- _Short problem_
Please copy, word for word, the part of the material below that begins with the line containing "like [(1249, 149)]." and ends with the line containing "[(502, 469)]", both lines included.

- _Given entries_

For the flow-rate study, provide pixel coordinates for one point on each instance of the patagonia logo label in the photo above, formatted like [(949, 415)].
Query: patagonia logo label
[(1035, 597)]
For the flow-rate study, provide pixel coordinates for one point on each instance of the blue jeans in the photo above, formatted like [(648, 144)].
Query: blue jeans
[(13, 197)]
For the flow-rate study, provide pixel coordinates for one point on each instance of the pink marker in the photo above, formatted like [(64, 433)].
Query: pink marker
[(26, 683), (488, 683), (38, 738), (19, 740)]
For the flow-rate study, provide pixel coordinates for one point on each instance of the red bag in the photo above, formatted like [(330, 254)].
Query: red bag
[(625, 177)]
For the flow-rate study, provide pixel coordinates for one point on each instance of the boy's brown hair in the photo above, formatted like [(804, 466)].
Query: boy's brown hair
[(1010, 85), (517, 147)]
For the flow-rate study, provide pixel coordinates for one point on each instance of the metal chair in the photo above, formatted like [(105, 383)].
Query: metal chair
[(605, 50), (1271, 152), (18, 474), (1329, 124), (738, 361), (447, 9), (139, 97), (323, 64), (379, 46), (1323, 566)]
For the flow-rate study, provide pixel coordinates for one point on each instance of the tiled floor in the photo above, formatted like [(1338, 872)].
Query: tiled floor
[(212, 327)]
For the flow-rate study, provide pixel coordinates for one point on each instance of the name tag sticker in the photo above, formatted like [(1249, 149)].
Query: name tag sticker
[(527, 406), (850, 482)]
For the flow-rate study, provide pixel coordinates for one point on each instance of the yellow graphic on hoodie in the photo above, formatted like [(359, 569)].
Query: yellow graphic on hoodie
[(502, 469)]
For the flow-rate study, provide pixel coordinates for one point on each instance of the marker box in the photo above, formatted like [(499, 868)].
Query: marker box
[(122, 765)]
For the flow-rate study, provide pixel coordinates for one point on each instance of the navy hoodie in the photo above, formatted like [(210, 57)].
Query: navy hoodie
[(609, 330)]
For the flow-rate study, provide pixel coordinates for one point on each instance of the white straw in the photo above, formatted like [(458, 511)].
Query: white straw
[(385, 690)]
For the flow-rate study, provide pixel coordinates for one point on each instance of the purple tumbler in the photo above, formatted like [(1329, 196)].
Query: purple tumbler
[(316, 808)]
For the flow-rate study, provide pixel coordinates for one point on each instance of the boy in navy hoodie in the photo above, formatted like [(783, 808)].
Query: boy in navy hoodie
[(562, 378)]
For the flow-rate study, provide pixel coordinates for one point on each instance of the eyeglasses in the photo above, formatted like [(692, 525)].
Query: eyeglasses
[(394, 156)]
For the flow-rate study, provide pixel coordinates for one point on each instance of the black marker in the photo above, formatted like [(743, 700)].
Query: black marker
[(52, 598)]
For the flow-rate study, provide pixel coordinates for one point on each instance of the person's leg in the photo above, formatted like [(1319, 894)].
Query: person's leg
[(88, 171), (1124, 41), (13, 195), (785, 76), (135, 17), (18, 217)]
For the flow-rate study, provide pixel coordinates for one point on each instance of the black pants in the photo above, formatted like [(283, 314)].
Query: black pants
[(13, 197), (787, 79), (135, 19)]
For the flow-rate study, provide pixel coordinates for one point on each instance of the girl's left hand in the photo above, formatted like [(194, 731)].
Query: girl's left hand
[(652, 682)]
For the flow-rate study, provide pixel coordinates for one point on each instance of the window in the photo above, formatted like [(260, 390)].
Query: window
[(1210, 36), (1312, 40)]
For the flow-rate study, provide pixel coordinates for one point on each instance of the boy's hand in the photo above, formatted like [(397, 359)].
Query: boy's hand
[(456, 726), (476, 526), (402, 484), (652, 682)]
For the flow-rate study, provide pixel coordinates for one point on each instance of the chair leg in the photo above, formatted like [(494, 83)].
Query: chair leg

- _Final answer_
For the flow-rate study, provide pixel coordinates for one point on each instance of the name tag sticker in the photo above, formatted like [(1249, 149)].
Query: name tag sticker
[(527, 406), (850, 482)]
For the flow-rate study, provide pixel coordinates for one point on each instance of the yellow graphic on hoodie in the photo above, formatted like [(359, 569)].
Query: yellow graphic on hoodie
[(502, 469)]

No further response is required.